▸ Requirement 1: According to the dive-crew passage, how many qualified personnel should be at any dive site, at minimum?
▸ Requirement 2: Please resume the dive-crew passage, picking up right after its last sentence.

When THREE is NEVER Enough :The movement to a Four Man minimum crew.

(Some jurisdictions in the diving industry allow for the use of a three-man dive crew on a jobsite. But, when you think of it, what is the operational position of this crew? Who is doing what?  Let’s look at a typical three-man dive crew on a jobsite through the eyes—and voice—of the man in charge. That would be the supervisor, who is also filling in as the standby diver and the radio/rack operator. But, let’s hear it in his words. – Doug Elsey – CADC Exec Director)

Courtesy Dominion Diving – Halifax

“All jurisdictions and CSA state there must always be enough competent personnel onsite to safely dive. You cannot safely jump a standby diver with a three-man crew. There should be four qualified personnel, minimum, at any dive site. At no time should the supervisor lose control, especially in an emergency. If the supervisor is taking on the role of the standby diver, he/she will lose control, as we can see in the following scenario.

“It’s a beautiful day with a three-person dive crew; the diver is making good progress drilling 18-inch-deep holes with a 60 lb pneumatic drill, two-foot drill steel and a one-and-a-half-inch bit. I am the standby diver, supervisor and rack/radio operator. The tender is bored, keeping the umbilical free of pinch-points and watching the pedestrian traffic.

There has been no communication for over an hour; only the sound of the rock drill, the diver’s breathing coming through the radio and the two LP compressors running in the background.

▸ Supplied information:
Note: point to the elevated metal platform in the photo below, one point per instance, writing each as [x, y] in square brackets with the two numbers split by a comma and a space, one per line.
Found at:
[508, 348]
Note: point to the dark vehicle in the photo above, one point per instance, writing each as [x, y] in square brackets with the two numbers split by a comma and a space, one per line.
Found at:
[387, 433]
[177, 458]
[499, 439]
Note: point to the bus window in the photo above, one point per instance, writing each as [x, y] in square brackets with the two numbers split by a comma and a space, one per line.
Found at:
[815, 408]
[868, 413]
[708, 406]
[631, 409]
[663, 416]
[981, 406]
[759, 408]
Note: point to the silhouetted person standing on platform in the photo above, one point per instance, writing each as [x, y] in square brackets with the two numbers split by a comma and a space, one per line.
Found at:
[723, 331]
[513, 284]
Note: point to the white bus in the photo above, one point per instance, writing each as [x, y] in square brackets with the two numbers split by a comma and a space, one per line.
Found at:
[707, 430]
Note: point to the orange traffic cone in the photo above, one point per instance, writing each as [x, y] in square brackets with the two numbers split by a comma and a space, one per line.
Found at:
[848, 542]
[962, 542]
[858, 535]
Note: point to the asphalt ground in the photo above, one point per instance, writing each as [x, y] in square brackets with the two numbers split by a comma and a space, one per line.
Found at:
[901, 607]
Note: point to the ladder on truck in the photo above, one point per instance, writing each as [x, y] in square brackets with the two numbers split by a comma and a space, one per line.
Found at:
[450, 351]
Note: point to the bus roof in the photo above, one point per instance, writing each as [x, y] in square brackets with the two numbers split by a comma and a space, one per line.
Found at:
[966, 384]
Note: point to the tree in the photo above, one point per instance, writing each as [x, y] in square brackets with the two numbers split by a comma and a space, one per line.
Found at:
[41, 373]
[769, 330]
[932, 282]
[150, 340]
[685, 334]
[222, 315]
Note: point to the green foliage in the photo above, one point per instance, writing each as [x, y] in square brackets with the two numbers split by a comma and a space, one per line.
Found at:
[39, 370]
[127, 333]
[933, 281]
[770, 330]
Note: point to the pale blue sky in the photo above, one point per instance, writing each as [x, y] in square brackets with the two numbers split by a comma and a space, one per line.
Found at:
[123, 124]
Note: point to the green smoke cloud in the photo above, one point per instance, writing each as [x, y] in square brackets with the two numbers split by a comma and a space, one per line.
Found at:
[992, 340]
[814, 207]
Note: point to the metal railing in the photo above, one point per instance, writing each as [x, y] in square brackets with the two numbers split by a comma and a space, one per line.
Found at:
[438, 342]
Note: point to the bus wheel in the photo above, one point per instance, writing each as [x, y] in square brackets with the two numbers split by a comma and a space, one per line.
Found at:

▸ Exercise response 1: Four.

▸ Exercise response 2:
A local lady calls down to us and says she has been watching us for the whole week and asked why there needs to be two workers on the surface doing nothing all day with one person working alone on the bottom.

I was just yelling back how the diver was not alone when the tool hose separated at a Chicago fitting—the retaining lanyard was installed improperly and the hose whipped up and hits the tender in the face. She is bleeding. All of the tool hose piled up on the diver and he told me he could barely move.

The carbon monoxide monitor starts beeping because the tool compressor is over-revving and the tidal current, which is getting stronger, is causing the barge to swing.

First, we have to switch to secondary gas and tell the diver to take a vent and that you are leaving the radio. Check on the tender, who has a large cut above her eye that is bleeding badly. Call up to the lady and ask if she could give us a hand. Now, we are a three-plus one dive team.

Three people on a dive crew are never enough. There must be four people who are qualified on the jobsite. Obviously, the lady who was watching us all week has dubious credentials to do the job she suddenly has had thrust upon her.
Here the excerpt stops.